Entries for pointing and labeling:
==================================================
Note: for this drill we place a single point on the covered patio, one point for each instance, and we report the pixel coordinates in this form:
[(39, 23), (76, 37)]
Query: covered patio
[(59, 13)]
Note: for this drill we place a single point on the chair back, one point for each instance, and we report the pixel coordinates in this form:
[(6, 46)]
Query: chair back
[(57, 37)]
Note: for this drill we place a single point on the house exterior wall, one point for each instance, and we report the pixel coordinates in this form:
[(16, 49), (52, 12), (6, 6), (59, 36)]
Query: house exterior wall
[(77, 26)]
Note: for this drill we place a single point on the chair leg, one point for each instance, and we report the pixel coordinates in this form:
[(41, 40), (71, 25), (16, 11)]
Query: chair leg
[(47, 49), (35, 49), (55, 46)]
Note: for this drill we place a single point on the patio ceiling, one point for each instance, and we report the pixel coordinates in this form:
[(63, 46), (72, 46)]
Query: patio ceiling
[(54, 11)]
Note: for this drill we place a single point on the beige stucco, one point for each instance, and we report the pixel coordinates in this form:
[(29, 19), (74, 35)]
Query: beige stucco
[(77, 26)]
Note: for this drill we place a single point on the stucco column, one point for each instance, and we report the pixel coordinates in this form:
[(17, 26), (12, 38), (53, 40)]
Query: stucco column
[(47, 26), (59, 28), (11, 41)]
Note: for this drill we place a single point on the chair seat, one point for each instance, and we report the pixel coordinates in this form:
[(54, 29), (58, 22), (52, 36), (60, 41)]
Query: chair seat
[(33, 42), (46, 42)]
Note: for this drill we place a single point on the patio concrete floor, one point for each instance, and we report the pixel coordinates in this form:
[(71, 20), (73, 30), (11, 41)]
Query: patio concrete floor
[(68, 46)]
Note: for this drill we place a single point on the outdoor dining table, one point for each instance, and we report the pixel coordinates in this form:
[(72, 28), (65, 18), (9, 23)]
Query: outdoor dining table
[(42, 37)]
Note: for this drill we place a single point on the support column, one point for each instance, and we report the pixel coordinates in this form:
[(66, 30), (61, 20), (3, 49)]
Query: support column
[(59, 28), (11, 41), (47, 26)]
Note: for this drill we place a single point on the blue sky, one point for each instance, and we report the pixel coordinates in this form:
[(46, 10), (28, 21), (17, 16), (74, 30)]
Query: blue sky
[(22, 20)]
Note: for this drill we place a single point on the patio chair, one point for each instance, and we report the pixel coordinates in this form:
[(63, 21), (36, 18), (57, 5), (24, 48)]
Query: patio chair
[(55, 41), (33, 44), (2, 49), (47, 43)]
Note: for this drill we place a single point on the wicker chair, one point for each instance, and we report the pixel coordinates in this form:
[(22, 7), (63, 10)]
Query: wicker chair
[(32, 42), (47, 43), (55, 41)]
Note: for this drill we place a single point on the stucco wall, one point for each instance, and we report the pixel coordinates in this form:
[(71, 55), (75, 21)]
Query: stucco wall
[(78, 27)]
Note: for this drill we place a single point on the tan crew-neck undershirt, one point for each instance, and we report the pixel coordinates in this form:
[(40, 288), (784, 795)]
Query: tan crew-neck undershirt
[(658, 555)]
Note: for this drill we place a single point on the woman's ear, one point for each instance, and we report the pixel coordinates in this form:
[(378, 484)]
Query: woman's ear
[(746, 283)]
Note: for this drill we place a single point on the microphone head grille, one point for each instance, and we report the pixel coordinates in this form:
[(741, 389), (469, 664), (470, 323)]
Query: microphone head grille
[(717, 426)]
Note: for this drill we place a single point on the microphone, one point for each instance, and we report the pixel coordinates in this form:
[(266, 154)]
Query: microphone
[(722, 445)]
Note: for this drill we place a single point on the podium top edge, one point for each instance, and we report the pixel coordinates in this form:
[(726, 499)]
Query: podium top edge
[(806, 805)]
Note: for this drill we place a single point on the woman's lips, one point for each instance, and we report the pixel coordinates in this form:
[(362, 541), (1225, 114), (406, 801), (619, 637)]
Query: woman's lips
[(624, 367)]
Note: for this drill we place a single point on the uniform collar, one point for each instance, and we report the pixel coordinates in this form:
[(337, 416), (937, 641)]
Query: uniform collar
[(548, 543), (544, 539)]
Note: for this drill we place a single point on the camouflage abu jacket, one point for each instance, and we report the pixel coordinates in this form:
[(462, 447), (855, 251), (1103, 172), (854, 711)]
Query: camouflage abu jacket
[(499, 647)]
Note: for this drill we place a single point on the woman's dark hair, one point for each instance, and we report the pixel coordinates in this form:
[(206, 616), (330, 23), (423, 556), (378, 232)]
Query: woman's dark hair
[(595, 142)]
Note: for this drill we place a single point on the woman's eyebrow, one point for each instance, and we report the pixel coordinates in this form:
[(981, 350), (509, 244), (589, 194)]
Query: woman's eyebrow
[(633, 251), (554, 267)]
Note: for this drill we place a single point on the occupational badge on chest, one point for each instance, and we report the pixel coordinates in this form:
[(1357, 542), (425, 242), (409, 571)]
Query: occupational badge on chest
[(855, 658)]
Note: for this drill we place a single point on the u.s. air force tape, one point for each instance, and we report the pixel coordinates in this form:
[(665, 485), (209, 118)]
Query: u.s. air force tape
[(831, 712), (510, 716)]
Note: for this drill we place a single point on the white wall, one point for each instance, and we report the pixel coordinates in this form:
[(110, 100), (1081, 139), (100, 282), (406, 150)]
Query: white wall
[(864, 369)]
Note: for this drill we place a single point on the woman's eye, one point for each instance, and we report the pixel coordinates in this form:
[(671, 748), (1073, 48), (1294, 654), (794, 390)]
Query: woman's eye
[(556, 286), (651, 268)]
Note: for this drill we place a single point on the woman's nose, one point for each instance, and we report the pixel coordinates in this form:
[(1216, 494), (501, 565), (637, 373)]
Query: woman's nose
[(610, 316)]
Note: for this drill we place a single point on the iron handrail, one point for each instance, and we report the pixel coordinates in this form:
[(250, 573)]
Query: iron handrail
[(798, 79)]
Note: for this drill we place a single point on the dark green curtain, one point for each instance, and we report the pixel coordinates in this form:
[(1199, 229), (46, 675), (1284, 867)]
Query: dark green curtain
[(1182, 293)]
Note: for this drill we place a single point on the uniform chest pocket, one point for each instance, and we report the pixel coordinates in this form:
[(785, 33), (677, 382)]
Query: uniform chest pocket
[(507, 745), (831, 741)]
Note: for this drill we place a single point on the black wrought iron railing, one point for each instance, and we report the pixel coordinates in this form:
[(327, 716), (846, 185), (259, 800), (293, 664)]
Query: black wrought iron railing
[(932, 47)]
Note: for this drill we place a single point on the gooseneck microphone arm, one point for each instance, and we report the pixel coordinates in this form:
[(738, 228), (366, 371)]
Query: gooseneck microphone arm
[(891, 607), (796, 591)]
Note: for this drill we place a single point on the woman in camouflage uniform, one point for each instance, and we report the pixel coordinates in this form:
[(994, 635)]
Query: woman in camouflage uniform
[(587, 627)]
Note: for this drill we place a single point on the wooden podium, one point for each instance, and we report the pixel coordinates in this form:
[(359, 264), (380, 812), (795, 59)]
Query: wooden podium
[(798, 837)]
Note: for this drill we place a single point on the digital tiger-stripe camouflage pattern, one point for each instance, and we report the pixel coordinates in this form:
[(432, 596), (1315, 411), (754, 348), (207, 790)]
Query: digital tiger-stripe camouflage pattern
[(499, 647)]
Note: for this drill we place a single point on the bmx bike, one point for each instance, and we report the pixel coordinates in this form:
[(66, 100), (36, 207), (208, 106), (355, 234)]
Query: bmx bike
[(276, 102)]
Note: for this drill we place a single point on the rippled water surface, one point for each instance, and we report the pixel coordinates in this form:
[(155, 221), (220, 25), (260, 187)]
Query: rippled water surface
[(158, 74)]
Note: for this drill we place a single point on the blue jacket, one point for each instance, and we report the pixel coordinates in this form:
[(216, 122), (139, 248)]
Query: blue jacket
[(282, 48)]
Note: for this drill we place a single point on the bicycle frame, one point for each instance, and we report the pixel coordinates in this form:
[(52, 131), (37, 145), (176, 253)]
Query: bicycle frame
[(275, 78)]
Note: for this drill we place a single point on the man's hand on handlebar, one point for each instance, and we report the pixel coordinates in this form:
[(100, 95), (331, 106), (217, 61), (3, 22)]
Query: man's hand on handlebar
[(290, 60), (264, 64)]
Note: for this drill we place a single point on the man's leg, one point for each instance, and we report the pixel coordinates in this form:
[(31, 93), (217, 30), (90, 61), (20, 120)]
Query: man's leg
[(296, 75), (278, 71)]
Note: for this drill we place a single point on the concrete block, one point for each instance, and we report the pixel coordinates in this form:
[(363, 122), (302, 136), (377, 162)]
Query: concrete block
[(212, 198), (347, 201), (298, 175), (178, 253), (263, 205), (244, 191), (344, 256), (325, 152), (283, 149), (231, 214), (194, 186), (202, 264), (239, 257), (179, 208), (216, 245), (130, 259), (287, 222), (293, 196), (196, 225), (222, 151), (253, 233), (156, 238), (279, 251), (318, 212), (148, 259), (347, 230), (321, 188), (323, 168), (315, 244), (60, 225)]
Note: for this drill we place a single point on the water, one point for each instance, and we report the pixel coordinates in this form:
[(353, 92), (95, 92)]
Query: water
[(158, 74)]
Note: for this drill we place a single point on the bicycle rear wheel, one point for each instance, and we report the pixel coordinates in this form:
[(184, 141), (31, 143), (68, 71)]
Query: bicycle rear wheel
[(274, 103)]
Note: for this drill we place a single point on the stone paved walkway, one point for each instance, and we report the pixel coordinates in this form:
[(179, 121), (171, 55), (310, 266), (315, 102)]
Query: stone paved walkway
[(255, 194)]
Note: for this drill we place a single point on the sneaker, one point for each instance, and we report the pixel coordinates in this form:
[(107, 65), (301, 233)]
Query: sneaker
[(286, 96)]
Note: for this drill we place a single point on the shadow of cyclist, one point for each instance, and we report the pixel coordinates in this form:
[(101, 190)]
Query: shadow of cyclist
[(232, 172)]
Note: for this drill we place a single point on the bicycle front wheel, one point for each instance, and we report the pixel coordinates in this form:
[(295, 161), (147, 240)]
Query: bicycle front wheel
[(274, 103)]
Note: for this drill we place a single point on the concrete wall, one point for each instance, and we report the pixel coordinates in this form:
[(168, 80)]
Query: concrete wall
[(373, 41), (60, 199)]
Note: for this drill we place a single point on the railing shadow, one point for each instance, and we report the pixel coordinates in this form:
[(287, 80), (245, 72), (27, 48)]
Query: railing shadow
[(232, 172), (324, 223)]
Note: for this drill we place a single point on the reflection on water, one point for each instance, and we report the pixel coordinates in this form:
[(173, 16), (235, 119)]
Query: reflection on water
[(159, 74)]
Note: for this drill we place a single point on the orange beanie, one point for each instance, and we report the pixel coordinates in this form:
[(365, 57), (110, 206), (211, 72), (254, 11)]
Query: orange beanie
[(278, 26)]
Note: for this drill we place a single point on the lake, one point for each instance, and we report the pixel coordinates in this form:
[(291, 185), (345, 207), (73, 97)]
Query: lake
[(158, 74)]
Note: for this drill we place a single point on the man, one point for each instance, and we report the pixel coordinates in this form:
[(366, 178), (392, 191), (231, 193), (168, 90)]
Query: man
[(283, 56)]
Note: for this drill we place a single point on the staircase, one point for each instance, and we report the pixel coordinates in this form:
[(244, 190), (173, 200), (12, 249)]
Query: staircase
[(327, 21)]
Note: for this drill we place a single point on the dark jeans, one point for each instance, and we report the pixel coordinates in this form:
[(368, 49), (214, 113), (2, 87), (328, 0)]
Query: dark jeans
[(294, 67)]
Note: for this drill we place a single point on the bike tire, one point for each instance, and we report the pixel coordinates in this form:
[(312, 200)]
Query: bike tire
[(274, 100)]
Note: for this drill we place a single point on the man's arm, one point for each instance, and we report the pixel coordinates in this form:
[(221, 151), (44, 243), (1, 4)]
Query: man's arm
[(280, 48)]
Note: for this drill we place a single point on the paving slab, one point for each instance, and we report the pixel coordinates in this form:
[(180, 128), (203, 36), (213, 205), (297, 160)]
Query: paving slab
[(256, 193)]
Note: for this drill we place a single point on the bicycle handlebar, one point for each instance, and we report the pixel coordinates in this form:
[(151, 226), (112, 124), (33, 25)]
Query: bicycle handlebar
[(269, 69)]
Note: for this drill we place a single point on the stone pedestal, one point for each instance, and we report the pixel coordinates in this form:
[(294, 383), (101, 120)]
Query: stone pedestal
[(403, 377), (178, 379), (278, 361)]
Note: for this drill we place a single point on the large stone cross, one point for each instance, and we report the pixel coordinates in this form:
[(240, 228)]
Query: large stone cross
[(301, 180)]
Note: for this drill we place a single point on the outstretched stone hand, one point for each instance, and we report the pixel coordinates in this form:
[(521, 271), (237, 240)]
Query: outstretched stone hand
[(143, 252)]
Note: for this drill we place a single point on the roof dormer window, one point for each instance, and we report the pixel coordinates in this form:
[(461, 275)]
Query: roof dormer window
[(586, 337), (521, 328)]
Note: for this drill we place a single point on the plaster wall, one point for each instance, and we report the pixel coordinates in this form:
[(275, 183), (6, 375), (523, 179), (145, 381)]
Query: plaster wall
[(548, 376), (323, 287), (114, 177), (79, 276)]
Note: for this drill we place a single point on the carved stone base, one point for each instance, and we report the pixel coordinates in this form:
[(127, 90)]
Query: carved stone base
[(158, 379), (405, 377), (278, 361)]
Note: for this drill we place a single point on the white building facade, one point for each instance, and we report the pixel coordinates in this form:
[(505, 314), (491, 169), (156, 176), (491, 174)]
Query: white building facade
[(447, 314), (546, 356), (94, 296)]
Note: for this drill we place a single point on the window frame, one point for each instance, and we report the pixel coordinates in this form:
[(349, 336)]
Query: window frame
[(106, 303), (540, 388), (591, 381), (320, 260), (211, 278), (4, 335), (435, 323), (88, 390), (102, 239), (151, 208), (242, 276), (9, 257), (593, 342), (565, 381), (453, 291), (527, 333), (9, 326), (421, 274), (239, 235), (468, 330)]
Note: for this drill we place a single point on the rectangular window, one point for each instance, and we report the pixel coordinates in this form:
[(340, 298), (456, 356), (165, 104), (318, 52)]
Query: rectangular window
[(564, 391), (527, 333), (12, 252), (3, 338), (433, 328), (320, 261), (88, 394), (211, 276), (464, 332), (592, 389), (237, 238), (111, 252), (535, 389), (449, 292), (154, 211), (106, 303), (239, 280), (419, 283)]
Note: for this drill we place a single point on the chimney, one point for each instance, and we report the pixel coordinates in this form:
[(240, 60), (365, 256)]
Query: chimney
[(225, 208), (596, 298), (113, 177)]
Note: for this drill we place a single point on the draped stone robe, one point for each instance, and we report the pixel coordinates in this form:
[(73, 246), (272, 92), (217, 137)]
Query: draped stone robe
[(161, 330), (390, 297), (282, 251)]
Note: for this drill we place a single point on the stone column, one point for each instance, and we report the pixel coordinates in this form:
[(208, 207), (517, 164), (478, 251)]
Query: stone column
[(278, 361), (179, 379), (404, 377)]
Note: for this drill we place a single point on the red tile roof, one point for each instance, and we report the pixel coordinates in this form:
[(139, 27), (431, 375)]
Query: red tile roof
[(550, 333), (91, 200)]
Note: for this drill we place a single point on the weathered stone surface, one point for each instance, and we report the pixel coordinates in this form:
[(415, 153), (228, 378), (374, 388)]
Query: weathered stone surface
==================================================
> [YOUR INSTRUCTIONS] Please write out the stretch of the listing from the line containing "stone pedestal, one" through the line containing "[(403, 377), (178, 379), (278, 361)]", word for word, with both of those lines included.

> [SOLUTION TO THIS TASK]
Note: for this drill we place a single point on the stone pedestal, one point for each instance, and we report the pixel coordinates in this form:
[(294, 383), (101, 120)]
Query: stone pedestal
[(403, 377), (178, 379), (278, 361)]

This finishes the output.